[Given passage]:
· · · ·
Networked, cross-sector thinking is becoming a decisive success factor in providing holistic patient care. This requires learned, practiced, and lived interdisciplinarity and interprofessionality: cooperation with nursing staff, cost bearers, and IT experts on an equal footing, as well as, crucially, patient empowerment. Understanding patients as active partners in the healing process and learning to align processes accordingly will be crucial for medical and economic success.

What can universities contribute to the transfer process in healthcare?

Prof. Dr. Uta M. Feser: By 2026, universities will no longer be purely knowledge-transfer institutions, but will combine teaching with research and transfer in order to train solution-oriented, responsible future leaders.

The traditional separation of disciplines should be largely abandoned in favor of interprofessional teaching: medical, nursing, and therapeutic staff will work together to develop treatment pathways and train in real teamwork.

The traditional separation of disciplines should be broken down. Universities will integrate new core competencies directly into their courses, for example, digital health as a compulsory subject, so that students can learn how to use AI-supported diagnostic tools or electronic patient records from the very first semester.
· · · ·
[Stored dataset items]:
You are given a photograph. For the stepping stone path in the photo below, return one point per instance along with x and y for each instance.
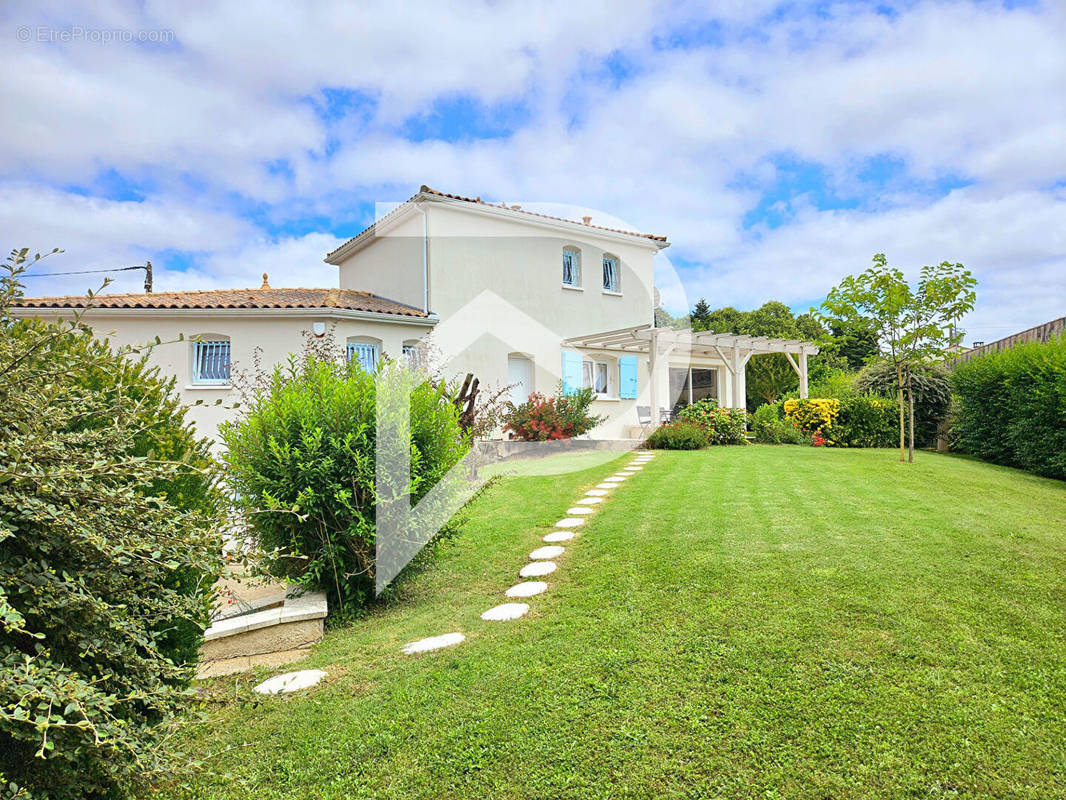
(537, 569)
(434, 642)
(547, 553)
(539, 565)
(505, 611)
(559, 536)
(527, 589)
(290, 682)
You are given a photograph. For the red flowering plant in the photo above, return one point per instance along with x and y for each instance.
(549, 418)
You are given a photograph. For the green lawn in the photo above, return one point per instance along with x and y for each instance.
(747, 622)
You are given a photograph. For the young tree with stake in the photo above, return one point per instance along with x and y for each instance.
· · · ·
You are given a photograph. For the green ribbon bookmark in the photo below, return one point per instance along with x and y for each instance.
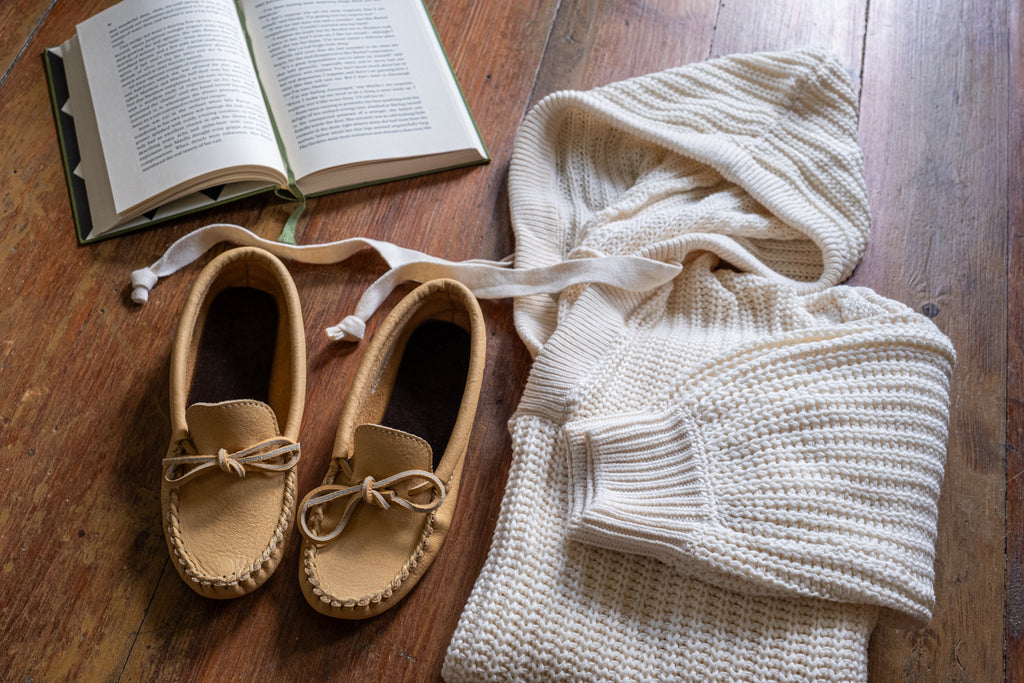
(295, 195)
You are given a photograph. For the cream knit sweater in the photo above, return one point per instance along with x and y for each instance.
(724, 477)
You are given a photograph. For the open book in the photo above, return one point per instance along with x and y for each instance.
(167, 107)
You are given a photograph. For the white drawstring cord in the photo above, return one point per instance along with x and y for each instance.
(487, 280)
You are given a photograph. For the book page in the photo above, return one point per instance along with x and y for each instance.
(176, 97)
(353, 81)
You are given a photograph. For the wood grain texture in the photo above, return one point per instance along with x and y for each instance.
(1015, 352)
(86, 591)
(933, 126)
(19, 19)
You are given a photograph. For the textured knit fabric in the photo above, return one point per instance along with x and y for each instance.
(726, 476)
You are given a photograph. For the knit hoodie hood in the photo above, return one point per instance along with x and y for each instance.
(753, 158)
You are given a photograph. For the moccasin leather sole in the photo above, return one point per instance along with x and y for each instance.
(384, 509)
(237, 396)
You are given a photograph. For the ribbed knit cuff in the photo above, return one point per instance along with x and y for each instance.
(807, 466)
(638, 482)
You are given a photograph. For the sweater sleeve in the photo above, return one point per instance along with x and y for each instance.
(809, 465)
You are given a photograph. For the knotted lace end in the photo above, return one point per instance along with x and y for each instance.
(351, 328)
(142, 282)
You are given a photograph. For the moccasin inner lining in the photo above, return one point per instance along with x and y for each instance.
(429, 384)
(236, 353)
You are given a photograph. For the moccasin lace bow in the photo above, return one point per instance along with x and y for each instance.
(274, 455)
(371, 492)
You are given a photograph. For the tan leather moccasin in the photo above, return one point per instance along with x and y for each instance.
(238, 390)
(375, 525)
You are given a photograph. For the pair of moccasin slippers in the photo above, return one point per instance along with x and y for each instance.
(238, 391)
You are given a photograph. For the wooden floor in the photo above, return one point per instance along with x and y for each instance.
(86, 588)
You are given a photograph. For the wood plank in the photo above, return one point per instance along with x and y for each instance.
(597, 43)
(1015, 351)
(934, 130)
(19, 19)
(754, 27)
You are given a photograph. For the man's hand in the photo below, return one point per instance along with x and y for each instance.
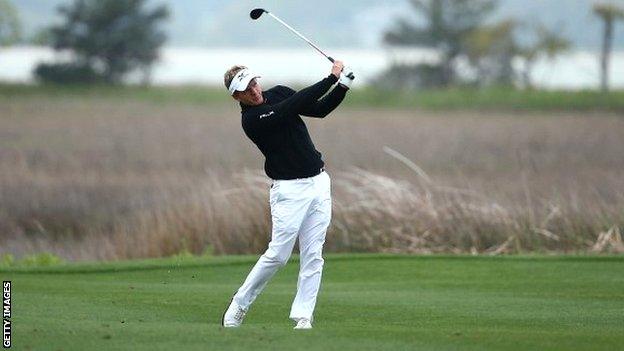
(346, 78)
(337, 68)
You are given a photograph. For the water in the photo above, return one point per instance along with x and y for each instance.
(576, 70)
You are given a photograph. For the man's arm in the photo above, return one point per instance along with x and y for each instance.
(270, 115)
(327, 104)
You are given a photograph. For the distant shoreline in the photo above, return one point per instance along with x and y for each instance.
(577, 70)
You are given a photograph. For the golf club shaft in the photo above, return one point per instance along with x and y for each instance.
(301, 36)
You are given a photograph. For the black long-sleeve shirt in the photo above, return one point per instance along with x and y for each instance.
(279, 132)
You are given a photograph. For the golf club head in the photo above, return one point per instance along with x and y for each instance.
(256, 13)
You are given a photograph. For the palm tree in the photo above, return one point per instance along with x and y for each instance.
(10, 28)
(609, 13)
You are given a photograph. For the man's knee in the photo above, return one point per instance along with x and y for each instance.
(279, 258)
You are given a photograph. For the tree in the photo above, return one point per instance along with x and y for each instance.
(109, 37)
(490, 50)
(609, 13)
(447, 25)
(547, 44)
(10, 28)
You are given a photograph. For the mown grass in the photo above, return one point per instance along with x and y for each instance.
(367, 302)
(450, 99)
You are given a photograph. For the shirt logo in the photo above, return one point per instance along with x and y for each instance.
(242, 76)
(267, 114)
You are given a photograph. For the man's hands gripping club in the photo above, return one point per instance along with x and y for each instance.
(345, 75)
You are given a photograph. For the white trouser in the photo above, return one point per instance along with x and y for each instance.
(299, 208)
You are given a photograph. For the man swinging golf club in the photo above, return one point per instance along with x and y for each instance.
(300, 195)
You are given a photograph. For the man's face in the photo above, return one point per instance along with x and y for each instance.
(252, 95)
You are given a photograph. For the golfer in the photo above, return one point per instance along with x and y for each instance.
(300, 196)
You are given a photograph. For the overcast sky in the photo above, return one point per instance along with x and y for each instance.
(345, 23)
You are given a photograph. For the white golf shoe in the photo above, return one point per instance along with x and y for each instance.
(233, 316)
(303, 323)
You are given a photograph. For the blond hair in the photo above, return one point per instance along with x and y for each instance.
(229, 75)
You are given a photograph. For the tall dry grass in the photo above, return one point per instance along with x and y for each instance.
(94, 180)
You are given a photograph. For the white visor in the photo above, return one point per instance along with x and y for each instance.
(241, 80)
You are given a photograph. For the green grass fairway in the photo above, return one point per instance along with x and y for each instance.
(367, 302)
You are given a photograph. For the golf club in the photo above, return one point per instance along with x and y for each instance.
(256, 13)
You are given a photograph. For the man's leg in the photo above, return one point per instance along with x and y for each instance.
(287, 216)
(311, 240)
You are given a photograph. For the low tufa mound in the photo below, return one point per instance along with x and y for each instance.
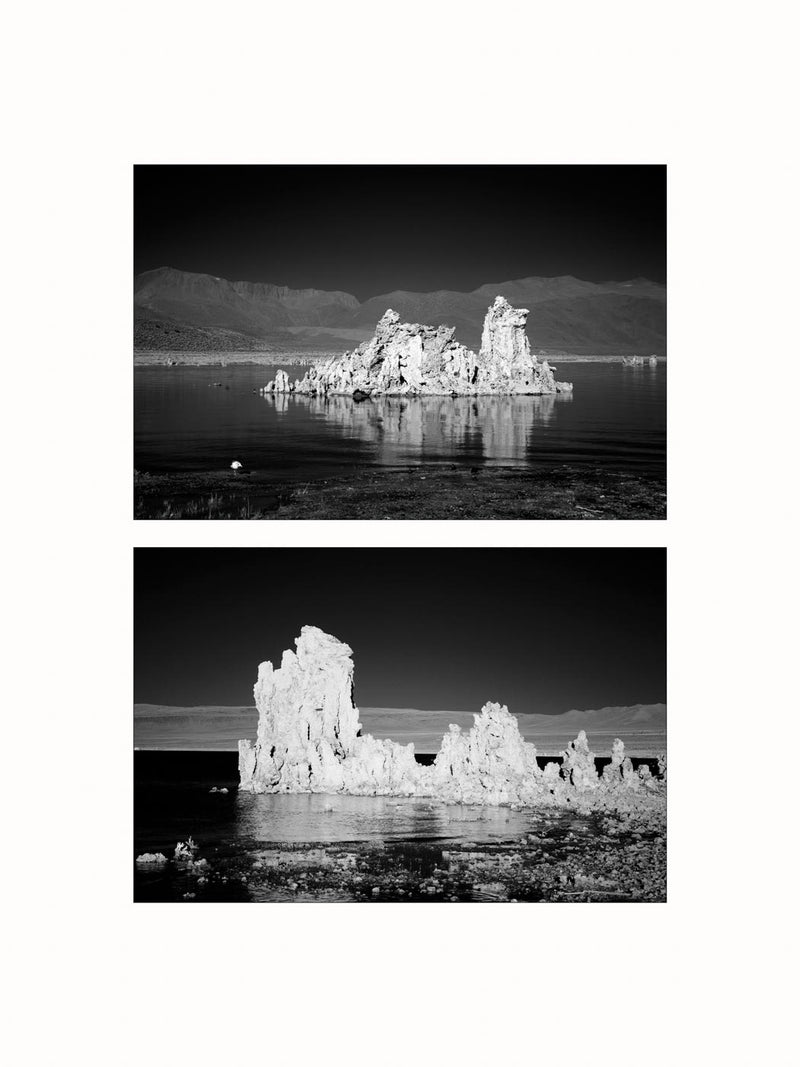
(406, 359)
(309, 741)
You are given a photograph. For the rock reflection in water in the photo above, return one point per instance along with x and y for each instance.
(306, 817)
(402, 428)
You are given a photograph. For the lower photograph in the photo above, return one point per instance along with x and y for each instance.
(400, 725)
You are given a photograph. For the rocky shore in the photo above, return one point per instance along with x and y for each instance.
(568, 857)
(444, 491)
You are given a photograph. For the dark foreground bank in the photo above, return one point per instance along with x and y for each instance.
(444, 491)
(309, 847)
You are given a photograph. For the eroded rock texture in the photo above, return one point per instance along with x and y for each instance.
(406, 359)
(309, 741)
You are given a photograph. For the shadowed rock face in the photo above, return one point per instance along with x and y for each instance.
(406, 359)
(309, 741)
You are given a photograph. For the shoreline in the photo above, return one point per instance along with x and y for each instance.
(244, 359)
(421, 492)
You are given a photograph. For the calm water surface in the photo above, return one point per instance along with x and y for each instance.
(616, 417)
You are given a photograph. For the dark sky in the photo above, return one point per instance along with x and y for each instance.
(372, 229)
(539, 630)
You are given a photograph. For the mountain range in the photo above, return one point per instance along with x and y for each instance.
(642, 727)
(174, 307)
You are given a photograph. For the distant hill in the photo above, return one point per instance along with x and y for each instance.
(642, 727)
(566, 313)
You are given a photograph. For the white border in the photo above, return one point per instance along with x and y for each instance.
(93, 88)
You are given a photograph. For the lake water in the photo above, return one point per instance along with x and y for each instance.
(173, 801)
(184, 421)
· · · ·
[Task instructions]:
• A. In the opening paragraph of the passage on healthcare and universities, which parties are named as partners for cooperation on an equal footing? List each one.
• B. Carry on the passage on healthcare and universities, starting after its final sentence.
The data plays no role in this exercise.

[Answers for the exercise]:
• A. Nursing staff, cost bearers, IT experts

• B.
Universities must become transfer centers (living labs) in order to design test environments for new forms of care, e.g., real-world laboratories for nursing assistance; start-up incubators for innovative digital therapies.

Universities must evolve into lifelong learning partners and offer part-time formats and modular certificates, known as micro-credentials, such as AI ethics or AI use in cross-sector patient management.

Furthermore, there is a need for more part-time formats—hybrid learning models—that enable medical, technical, and business personnel to continue their education at a high level alongside their professional activities.

And finally, universities have outstanding scientists who can research the challenges of this change and develop solutions in study, research, and transfer projects. They are valuable contacts, especially for stakeholders in the region.

What is HNU doing specifically?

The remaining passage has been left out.